Given text
___

Three different phases of material deformation modes

In general, grinding force plays an important role in grinding process. It not only directly affects the grinding wheel wear, grinding accuracy, grinding temperature, and surface integrity, but also strongly affects the material removal mechanism [1]. At present, the modeling of grinding force mainly includes two kinds. One method is to predict the grinding force by planning, statistics, neural network, gray prediction, and other methods based on the sample values of grinding force measured in grinding experiments. The other is using kinematic model and mechanical model to establish the mathematical expression of grinding force based on a mass of experimental data [2].

It is very difficult to observe and analyze the grinding process experimentally because of many abrasive grains, irregular geometric shape, and inconsistent grinding depth. In the prediction of experimental grinding force, Huang et al. [3] studied the influence of grinding depth and table speed on grinding force and grinding force ratio through grinding experiments of SiC particle reinforced aluminum matrix composites (SiCp/Al) under wet, dry, low temperature, and ELID grinding conditions. Fuh and Wang [4] used BP neural network to model and predict the grinding force in creep feed grinding process. Gu et al. [5] measured the grinding forces under different parameters by grinding tests and established the prediction model of grinding force of multi-grain abrasive by using the support vector machine (SVM) prediction method based on particle swarm optimization.

In order to overcome the deficiency of the test model, the mechanism of material removal during grinding was revealed. Most scholars studied the grinding mechanism from the single grain cutting and then predicting the grinding force [6,7,8,9]. Hecker et al. [10, 11] deduced the calculation expression of undeformed chip thickness by assuming that the grinding particle height follows Rayleigh distribution, and established the prediction model of grinding force based on the definition of hardness test. Liu et al. [12] utilized the single-grain simulation to investigate the individual crack generation and propagation in silicon carbide (SiC). Xie et al. [13] established a mathematical model of high speed deep grinding force of engineering ceramics based on the grinding force of a single grain. Shao et al. [14] presented a predictive modeling of MQL grinding force through considerations of boundary lubrication condition by extrapolating the single grain interaction to the whole wheel. Zhang et al. [15, 16] presented an improved theoretical force model that considered material-removal and plastic-stacking mechanisms. Cheng et al. [17] established a model of the micro drill-grinding force by using a physical method based on the undeformed chip thickness. Zhang et al. presented a theoretical grinding force model by the consideration of the ductile stage, the ductile-to-brittle-transition-stage, and the brittle stage and used the model to predict the grinding force of zirconia ceramic [18]. Li et al. [19] proposed an analytical model from the microscopic perspective. In addition, many scholars have studied the ultrasonic assisted grinding force model [20, 21].

These studies always ignored the abrasive distribution on the grinding wheel, and the influence of the difference in abrasive size on the removal mode for grinding force [22,23,24]. In addition, most of the previous studies based on the average cutting depth or average chip thickness model, but not based on the grinding process model, can only be used to predict the average grinding force [19].

___

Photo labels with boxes

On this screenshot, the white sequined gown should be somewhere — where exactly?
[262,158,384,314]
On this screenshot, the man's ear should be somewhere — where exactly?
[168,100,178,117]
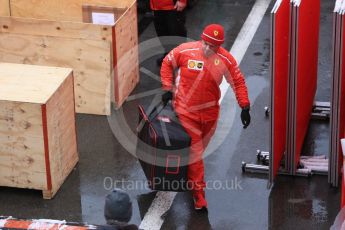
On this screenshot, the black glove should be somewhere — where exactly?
[241,107,250,129]
[162,91,172,106]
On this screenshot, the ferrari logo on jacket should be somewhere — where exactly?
[188,60,204,71]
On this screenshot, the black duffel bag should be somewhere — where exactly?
[137,103,191,192]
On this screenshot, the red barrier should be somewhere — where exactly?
[270,0,290,183]
[294,0,320,170]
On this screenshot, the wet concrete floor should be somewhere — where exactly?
[0,0,340,230]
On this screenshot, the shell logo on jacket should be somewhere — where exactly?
[161,41,250,120]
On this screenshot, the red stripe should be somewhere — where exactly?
[4,220,32,229]
[112,26,119,104]
[41,104,52,190]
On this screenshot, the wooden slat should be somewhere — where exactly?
[83,5,127,24]
[10,0,82,22]
[114,0,139,107]
[0,33,112,115]
[0,0,10,16]
[0,101,47,189]
[0,63,72,104]
[46,74,78,198]
[10,0,135,22]
[82,0,135,8]
[0,17,112,42]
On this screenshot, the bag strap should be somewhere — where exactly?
[147,101,166,122]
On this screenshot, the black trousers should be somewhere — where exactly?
[153,10,187,53]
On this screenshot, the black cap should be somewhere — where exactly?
[104,189,132,222]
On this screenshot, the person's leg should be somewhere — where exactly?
[201,120,218,149]
[179,115,207,209]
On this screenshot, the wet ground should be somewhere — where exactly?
[0,0,340,230]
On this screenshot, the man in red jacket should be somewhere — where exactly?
[161,24,250,209]
[150,0,187,65]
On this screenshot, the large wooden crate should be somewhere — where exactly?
[0,0,139,115]
[0,63,78,199]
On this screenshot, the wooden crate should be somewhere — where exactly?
[0,63,78,199]
[0,0,139,115]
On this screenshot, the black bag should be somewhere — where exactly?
[137,103,191,192]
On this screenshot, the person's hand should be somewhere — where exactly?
[162,91,173,106]
[175,1,187,11]
[241,107,250,129]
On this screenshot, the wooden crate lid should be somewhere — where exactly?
[0,63,72,104]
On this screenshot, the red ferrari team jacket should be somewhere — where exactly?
[150,0,187,10]
[161,41,250,121]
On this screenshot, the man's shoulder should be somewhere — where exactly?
[178,41,201,52]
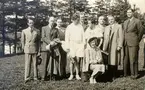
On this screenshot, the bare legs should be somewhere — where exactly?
[68,57,81,80]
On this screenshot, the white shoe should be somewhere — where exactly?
[93,79,97,84]
[90,77,94,84]
[76,75,81,80]
[68,75,74,80]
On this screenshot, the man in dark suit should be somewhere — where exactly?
[21,19,39,82]
[41,17,55,80]
[123,9,143,79]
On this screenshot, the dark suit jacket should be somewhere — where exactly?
[21,28,39,54]
[123,18,143,46]
[41,25,59,51]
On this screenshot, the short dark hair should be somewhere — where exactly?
[88,37,100,46]
[127,8,135,13]
[89,16,97,24]
[72,13,80,20]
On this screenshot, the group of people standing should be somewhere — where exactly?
[21,9,143,83]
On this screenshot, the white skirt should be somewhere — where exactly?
[68,42,84,57]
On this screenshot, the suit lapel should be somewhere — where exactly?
[110,24,117,39]
[126,18,135,32]
[125,19,130,32]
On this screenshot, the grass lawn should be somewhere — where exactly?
[0,39,145,90]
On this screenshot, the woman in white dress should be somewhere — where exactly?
[65,14,85,80]
[83,37,105,84]
[85,17,103,48]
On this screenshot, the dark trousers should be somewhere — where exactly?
[124,45,139,76]
[25,53,38,80]
[108,65,117,79]
[143,44,145,68]
[41,51,50,79]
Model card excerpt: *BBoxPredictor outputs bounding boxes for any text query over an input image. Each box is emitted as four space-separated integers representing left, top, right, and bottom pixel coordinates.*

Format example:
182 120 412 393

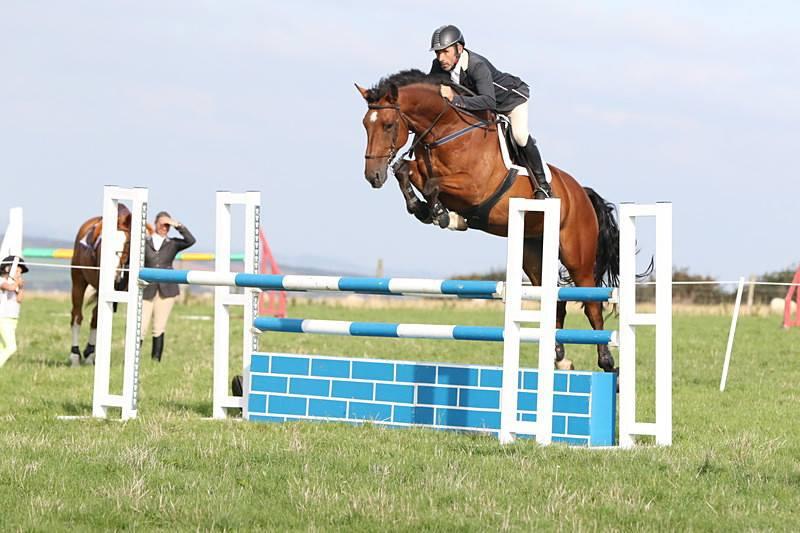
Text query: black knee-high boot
522 136 553 200
152 333 164 363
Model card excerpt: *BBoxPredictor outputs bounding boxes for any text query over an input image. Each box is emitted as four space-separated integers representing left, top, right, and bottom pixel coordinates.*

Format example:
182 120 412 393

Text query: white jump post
500 198 561 444
619 202 672 448
92 186 147 420
213 191 261 419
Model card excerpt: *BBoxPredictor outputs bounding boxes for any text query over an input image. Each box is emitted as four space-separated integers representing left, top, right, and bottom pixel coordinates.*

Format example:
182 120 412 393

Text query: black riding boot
522 136 553 200
153 333 164 363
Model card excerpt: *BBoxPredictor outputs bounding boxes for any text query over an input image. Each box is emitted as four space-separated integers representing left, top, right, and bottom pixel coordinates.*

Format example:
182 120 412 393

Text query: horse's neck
398 84 501 169
398 84 447 133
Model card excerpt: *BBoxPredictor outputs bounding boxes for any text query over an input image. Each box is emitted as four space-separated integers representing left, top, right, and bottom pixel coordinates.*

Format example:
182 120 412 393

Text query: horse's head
356 84 409 189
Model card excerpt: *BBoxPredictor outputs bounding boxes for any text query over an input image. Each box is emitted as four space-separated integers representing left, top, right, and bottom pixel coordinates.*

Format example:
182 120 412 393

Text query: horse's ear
355 83 369 100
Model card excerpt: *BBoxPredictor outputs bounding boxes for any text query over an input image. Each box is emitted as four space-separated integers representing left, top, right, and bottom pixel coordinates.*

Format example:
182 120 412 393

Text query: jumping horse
356 70 619 372
69 204 132 367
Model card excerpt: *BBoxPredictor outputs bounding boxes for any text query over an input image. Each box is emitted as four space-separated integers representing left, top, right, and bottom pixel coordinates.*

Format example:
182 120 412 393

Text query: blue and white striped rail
253 316 617 346
139 268 616 302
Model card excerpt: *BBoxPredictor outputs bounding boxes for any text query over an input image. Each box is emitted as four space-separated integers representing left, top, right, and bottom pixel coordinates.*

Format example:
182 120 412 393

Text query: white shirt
153 233 167 252
450 50 469 83
0 278 19 318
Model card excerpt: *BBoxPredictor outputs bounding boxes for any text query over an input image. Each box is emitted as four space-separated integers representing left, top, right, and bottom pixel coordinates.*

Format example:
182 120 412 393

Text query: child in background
0 255 28 367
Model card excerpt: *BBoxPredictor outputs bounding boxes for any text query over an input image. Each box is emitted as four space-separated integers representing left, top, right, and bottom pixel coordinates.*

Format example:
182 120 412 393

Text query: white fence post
619 202 672 447
92 186 147 420
213 191 261 418
500 198 561 444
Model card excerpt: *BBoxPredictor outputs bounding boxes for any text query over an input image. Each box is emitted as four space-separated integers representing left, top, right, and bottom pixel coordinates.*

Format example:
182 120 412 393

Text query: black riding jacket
430 48 530 114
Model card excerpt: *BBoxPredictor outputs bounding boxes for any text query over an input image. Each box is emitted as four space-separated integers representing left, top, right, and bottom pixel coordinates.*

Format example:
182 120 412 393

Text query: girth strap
460 168 518 229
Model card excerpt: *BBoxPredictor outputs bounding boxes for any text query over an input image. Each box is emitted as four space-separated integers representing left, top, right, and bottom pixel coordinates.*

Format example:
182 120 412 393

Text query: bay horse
356 70 619 372
69 203 132 367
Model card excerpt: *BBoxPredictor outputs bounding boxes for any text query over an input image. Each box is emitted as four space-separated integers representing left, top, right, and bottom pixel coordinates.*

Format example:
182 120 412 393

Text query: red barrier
258 229 286 318
783 267 800 328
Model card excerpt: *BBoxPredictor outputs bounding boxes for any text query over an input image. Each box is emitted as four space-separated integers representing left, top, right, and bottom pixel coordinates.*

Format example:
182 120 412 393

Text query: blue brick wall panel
248 415 286 422
553 394 589 415
311 358 350 378
289 378 331 396
269 394 307 415
517 392 536 411
395 364 436 383
308 398 347 418
375 383 414 403
417 385 458 406
248 354 616 445
567 416 589 437
437 366 478 387
553 415 567 435
436 407 500 429
353 361 394 381
272 355 309 376
553 436 589 446
392 405 433 426
331 380 375 400
553 372 567 392
569 374 592 394
520 371 539 390
589 372 617 446
250 374 289 392
247 393 267 413
347 402 392 422
250 353 269 372
458 389 500 409
480 368 503 389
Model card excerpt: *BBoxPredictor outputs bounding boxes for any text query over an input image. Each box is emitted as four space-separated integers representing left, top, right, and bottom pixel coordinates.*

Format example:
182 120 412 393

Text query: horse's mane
367 68 450 104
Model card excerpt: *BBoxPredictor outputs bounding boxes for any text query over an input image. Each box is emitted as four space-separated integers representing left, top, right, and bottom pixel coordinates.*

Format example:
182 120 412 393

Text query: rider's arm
173 224 197 250
453 62 497 111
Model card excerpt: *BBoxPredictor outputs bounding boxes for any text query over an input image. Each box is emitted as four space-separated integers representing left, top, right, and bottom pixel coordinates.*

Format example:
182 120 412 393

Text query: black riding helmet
430 24 466 52
0 255 28 274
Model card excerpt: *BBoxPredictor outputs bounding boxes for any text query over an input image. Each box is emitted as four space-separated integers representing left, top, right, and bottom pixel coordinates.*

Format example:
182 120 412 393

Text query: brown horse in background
356 70 619 372
69 204 131 367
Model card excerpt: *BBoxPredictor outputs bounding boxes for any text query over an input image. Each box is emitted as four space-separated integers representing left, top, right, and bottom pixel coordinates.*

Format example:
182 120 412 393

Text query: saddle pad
497 116 553 183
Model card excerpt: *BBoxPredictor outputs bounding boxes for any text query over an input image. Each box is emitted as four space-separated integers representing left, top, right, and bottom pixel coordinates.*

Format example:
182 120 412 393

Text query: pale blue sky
0 0 800 278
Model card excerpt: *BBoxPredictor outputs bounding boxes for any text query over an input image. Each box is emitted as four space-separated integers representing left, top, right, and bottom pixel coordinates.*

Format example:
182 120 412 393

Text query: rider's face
436 44 464 72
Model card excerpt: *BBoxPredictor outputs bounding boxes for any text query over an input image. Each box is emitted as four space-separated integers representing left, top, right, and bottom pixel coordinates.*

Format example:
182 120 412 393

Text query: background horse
69 204 131 367
356 70 619 372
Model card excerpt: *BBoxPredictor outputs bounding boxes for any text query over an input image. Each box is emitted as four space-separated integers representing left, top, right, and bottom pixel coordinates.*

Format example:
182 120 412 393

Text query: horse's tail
584 187 619 287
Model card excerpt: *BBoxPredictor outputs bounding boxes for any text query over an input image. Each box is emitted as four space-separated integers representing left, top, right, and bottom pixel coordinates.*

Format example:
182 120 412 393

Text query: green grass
0 298 800 531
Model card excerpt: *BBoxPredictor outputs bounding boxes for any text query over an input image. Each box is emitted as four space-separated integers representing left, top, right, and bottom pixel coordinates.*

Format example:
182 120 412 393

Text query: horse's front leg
392 159 433 224
422 177 450 229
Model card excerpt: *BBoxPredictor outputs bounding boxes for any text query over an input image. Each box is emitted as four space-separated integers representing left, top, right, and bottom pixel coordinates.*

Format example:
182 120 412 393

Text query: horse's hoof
556 357 575 370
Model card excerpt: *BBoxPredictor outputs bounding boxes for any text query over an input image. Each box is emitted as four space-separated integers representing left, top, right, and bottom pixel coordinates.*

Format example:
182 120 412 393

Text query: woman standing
142 211 195 361
0 255 28 367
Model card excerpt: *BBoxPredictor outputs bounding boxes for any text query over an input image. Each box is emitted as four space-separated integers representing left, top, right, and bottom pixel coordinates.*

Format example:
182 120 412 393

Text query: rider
430 25 552 199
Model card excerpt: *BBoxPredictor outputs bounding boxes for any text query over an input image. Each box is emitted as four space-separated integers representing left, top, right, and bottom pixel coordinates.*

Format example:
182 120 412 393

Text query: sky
0 0 800 279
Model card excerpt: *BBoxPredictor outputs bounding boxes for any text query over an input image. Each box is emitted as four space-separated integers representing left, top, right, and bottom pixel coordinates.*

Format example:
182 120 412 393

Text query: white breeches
508 102 530 146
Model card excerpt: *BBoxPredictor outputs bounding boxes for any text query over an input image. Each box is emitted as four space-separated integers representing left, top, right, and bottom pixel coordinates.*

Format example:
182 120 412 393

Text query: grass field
0 298 800 531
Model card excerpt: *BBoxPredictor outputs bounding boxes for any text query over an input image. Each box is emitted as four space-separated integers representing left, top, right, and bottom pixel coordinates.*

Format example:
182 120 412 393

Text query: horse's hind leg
69 269 86 367
573 274 616 372
522 238 575 370
83 302 99 365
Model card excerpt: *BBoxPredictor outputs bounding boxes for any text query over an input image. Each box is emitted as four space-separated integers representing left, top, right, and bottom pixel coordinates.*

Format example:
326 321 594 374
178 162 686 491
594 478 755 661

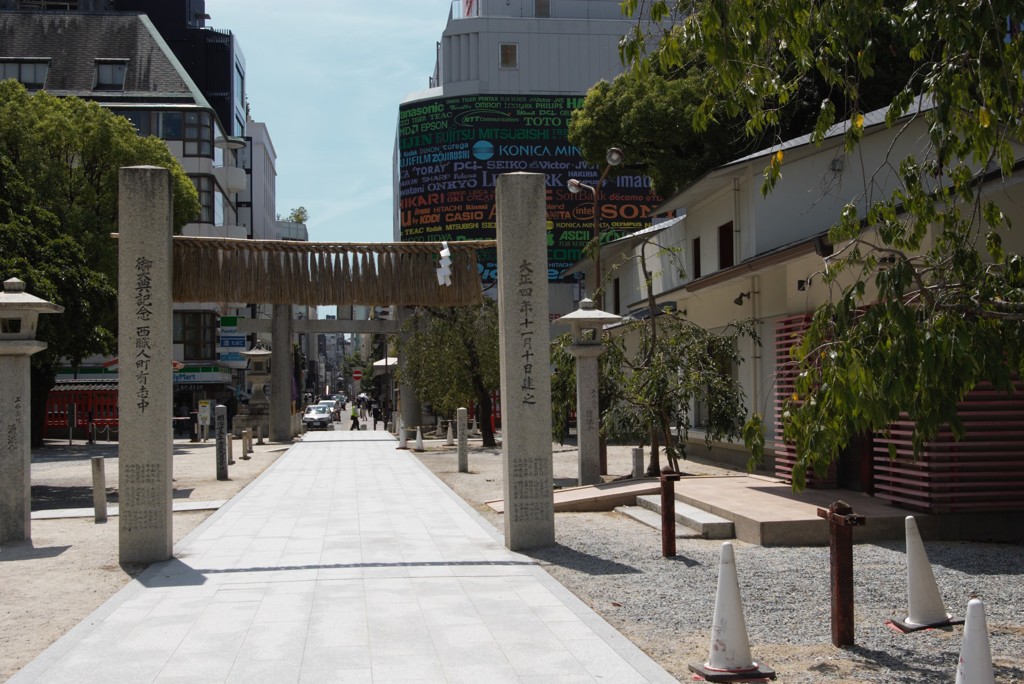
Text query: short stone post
242 428 253 461
118 166 174 563
268 304 292 443
633 446 646 478
495 173 555 551
818 501 865 646
0 277 63 542
662 466 680 558
213 404 230 480
92 456 106 522
457 409 469 473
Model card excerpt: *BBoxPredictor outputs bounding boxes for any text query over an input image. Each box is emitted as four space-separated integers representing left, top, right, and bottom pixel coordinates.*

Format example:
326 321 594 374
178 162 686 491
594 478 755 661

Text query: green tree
288 206 309 223
623 0 1024 487
0 80 200 445
569 19 912 197
398 299 501 446
552 240 758 475
568 60 751 197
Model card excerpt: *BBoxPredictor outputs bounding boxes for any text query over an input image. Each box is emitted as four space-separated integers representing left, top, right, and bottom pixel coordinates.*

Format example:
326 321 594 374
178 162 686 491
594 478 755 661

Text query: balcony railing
452 0 625 19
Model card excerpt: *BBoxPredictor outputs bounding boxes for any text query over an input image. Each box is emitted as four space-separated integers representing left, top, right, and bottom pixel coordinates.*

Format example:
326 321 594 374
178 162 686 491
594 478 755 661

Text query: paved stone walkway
10 430 676 684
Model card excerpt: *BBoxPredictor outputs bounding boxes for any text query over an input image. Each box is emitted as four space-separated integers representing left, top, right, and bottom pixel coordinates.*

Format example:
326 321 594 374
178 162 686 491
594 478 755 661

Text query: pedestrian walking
370 399 381 430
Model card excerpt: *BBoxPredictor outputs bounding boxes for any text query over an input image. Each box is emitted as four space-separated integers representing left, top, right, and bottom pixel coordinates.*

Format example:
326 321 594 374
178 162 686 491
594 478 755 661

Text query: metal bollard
633 447 645 477
662 466 680 558
92 456 106 522
818 501 865 646
457 409 469 473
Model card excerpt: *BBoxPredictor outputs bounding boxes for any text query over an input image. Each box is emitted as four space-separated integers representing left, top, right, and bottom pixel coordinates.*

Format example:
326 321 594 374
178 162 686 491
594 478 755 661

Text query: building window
0 58 50 90
174 311 217 361
93 59 128 90
498 43 519 69
182 112 213 157
690 238 700 281
189 176 214 223
718 221 736 269
17 0 78 11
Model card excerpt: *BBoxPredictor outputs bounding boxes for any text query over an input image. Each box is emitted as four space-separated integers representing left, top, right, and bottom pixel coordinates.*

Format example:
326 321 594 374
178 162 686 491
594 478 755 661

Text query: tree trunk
476 383 498 446
647 428 662 477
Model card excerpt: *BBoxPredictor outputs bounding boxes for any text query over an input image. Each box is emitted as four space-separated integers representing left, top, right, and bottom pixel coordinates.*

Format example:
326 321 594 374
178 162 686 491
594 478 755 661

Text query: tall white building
394 0 657 318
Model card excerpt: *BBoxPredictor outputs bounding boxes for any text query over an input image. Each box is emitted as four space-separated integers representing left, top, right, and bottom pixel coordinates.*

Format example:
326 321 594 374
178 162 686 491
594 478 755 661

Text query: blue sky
206 0 451 242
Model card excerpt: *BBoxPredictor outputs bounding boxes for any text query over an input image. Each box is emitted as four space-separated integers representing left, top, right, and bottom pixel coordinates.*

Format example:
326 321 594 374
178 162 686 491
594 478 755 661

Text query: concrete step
637 495 736 540
615 506 701 540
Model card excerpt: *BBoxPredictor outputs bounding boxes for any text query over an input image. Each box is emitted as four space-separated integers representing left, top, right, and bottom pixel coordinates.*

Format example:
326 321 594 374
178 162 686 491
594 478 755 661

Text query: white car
302 403 334 430
316 399 341 421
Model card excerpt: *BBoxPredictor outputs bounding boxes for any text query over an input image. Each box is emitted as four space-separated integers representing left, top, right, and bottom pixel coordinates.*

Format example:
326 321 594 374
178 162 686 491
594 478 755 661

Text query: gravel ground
413 440 1024 684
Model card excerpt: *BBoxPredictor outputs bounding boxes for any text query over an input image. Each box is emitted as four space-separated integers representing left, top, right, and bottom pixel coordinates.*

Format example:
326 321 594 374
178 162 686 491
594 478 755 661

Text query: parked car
302 403 334 430
316 399 341 421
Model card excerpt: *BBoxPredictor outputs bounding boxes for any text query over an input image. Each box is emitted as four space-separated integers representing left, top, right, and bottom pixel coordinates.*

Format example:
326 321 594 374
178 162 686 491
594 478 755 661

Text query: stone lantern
555 299 622 485
231 342 273 443
0 277 63 542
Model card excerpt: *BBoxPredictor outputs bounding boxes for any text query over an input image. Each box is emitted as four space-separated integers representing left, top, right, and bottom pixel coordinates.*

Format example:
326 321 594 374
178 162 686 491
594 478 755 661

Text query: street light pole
567 147 625 309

___

According to the grinding force text, what grinding conditions did Huang et al. use when grinding SiCp/Al composites? List them all.

Exercise output
- Wet
- Dry
- Low temperature
- ELID